YOUR TASK
Quote exactly, and only, the lines from the one with "the car window" through the end of the listing.

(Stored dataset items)
-- START --

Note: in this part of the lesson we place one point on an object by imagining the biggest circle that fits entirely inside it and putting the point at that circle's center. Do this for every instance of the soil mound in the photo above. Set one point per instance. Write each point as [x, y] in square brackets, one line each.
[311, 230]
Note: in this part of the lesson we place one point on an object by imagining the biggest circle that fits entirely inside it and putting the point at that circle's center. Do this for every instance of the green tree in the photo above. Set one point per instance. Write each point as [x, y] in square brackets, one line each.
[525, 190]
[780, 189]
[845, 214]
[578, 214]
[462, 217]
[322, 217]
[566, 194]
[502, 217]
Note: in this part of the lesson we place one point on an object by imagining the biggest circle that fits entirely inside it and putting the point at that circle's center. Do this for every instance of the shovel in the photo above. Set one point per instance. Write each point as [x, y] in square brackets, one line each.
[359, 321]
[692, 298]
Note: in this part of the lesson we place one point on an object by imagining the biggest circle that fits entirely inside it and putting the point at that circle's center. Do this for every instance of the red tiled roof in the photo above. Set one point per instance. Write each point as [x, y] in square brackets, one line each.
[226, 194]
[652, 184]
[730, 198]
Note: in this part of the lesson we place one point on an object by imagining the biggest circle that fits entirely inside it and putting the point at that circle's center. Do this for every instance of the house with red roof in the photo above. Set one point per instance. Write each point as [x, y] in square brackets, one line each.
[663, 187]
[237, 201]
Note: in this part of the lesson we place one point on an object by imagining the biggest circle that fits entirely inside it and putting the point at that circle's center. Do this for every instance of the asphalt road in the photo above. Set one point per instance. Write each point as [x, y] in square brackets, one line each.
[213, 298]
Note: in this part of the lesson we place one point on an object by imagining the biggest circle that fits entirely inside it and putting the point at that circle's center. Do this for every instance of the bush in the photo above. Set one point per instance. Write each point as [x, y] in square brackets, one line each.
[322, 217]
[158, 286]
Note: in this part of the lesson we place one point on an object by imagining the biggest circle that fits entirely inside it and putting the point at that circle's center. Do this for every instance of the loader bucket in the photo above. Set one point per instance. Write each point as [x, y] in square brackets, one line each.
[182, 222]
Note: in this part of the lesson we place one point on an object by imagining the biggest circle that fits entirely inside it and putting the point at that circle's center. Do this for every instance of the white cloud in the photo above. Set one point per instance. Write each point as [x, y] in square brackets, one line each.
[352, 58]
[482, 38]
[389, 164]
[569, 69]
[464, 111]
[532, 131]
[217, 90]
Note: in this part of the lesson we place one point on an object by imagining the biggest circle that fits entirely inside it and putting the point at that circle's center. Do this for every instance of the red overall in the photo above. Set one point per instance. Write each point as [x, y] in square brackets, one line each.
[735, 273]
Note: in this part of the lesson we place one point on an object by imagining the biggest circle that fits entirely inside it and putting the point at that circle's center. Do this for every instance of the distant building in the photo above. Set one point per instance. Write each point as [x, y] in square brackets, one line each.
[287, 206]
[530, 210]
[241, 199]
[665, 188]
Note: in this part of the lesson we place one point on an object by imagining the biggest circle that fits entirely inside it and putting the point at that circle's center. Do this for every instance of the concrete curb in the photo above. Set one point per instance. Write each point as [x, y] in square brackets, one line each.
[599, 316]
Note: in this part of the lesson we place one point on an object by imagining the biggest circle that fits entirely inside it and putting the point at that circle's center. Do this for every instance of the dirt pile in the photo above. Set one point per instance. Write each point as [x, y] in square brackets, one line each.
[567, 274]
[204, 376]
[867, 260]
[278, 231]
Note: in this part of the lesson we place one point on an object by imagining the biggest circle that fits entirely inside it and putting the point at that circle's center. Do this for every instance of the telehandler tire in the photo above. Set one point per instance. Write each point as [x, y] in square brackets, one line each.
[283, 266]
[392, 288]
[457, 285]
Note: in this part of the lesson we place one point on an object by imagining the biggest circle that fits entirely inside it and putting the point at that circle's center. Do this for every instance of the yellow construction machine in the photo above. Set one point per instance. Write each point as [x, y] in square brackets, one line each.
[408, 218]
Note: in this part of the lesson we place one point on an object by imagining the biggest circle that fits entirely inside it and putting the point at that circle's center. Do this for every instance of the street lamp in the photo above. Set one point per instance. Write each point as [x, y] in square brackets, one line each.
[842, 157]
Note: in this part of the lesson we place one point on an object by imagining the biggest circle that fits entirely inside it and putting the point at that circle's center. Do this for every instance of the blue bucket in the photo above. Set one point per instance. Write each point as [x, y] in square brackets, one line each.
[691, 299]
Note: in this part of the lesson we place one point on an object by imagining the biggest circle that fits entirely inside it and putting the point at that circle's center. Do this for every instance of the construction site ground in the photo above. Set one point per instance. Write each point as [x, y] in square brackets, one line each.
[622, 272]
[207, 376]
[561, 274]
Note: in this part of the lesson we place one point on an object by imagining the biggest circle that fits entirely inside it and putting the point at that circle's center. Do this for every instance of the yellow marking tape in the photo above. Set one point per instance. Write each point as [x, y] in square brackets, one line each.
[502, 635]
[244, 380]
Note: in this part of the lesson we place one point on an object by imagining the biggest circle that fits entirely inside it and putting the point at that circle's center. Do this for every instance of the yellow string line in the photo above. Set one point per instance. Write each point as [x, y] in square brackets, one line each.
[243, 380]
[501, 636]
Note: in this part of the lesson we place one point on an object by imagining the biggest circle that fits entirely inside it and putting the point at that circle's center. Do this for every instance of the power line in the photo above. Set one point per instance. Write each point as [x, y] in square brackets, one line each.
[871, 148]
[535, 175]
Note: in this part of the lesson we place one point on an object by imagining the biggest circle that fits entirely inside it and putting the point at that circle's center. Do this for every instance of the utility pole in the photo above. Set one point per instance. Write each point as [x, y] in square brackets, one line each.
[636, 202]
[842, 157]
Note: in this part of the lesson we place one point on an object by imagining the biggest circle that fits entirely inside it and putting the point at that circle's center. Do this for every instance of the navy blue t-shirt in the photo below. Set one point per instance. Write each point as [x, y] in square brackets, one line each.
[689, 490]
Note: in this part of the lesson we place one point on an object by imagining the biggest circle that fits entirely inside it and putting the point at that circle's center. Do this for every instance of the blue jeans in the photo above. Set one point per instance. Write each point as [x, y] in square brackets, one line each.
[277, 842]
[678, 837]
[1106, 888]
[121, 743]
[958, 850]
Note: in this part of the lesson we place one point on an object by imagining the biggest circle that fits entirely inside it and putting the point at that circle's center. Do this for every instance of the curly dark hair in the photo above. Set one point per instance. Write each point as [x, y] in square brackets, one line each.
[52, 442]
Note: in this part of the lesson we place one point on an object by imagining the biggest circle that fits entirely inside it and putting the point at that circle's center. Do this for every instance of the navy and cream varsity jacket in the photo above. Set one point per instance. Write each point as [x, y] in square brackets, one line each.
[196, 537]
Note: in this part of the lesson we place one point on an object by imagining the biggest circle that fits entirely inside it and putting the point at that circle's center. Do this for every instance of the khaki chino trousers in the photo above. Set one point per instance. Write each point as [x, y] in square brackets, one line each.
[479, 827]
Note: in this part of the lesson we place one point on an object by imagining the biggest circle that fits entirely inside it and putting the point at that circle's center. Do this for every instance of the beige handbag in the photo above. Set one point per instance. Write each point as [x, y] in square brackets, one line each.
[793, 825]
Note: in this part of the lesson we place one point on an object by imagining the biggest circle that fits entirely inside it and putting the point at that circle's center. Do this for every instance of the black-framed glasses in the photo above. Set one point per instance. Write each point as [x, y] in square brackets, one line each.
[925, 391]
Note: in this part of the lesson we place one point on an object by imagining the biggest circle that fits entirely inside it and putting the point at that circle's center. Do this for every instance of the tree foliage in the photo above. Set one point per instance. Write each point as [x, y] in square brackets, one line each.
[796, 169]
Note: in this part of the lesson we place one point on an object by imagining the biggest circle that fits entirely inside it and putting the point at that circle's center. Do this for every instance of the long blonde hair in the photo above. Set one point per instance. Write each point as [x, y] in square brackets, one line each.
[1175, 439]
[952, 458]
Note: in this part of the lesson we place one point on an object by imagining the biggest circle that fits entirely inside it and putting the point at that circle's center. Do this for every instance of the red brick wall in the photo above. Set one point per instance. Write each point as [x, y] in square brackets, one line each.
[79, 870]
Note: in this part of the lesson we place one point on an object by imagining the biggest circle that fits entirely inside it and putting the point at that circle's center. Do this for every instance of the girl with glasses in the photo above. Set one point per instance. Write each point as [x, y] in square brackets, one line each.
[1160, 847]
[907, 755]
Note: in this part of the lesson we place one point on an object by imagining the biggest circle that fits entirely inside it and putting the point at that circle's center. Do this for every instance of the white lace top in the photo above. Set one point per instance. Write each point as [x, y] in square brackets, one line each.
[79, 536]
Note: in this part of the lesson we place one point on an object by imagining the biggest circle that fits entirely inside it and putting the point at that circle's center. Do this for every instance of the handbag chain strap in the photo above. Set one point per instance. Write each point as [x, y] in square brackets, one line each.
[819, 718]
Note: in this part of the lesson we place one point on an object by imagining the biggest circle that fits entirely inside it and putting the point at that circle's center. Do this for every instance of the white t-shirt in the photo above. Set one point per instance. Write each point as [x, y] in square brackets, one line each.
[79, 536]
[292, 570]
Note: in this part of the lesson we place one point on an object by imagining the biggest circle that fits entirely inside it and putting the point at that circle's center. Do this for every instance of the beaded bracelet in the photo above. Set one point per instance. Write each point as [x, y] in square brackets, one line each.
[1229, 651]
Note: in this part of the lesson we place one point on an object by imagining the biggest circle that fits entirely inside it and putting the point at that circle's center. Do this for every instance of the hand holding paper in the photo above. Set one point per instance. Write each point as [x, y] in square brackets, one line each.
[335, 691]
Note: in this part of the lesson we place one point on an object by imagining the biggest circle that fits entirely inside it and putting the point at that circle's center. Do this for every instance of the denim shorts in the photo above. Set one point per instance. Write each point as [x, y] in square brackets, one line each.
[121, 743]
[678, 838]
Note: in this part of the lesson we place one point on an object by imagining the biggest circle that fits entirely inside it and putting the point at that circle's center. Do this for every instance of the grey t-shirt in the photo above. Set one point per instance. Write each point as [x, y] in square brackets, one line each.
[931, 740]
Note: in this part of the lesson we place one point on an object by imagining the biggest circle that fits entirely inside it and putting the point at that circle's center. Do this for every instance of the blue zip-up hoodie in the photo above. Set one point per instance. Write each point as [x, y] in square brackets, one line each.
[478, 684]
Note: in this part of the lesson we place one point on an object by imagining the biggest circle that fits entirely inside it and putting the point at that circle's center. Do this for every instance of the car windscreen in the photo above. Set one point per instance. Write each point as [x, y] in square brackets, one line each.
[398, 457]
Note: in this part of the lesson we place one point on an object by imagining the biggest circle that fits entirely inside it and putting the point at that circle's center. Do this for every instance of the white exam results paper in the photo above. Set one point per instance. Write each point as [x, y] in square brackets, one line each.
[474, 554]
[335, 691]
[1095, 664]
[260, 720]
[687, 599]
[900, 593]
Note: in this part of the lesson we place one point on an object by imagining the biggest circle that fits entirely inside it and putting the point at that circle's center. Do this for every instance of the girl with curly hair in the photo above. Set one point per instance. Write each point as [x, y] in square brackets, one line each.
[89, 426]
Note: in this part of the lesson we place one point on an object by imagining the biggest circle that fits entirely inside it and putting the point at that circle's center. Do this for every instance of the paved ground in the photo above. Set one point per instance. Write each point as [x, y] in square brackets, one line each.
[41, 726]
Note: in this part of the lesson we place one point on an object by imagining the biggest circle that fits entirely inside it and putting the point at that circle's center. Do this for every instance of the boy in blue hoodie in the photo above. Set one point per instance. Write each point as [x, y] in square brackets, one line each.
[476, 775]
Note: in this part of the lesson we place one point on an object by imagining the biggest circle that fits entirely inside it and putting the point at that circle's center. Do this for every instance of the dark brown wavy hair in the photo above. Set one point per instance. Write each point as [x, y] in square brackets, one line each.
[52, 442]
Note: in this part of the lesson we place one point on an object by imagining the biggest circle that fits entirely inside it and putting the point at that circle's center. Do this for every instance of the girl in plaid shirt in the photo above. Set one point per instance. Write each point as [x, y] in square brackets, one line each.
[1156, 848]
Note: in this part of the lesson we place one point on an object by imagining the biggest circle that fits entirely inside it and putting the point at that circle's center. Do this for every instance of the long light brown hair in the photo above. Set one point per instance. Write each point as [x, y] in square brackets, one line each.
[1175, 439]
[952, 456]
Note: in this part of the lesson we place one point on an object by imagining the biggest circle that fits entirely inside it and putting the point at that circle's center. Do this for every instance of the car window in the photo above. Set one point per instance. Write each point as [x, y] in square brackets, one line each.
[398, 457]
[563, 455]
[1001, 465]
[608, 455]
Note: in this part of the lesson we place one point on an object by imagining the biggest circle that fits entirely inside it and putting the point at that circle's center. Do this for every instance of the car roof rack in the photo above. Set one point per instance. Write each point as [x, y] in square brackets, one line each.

-- END --

THE SOLUTION
Note: in this part of the lesson we place one point on an object by imagining the biggest circle that fits entirely inside it and putting the point at that circle's center. Do this for every instance of the car window in the photo above. Set one point per instance. Write each point as [x, y] in square brackets, one line each.
[398, 457]
[563, 455]
[1001, 465]
[608, 455]
Note: in this part of the lesson we place one point on an object by imagining the biggest circle that fits entirely inside it and putting the point at that circle's center. Do this for every instance of the car roof rack in the photo above. Set one point per instance. Write each point as [x, y] in square brackets, one line each.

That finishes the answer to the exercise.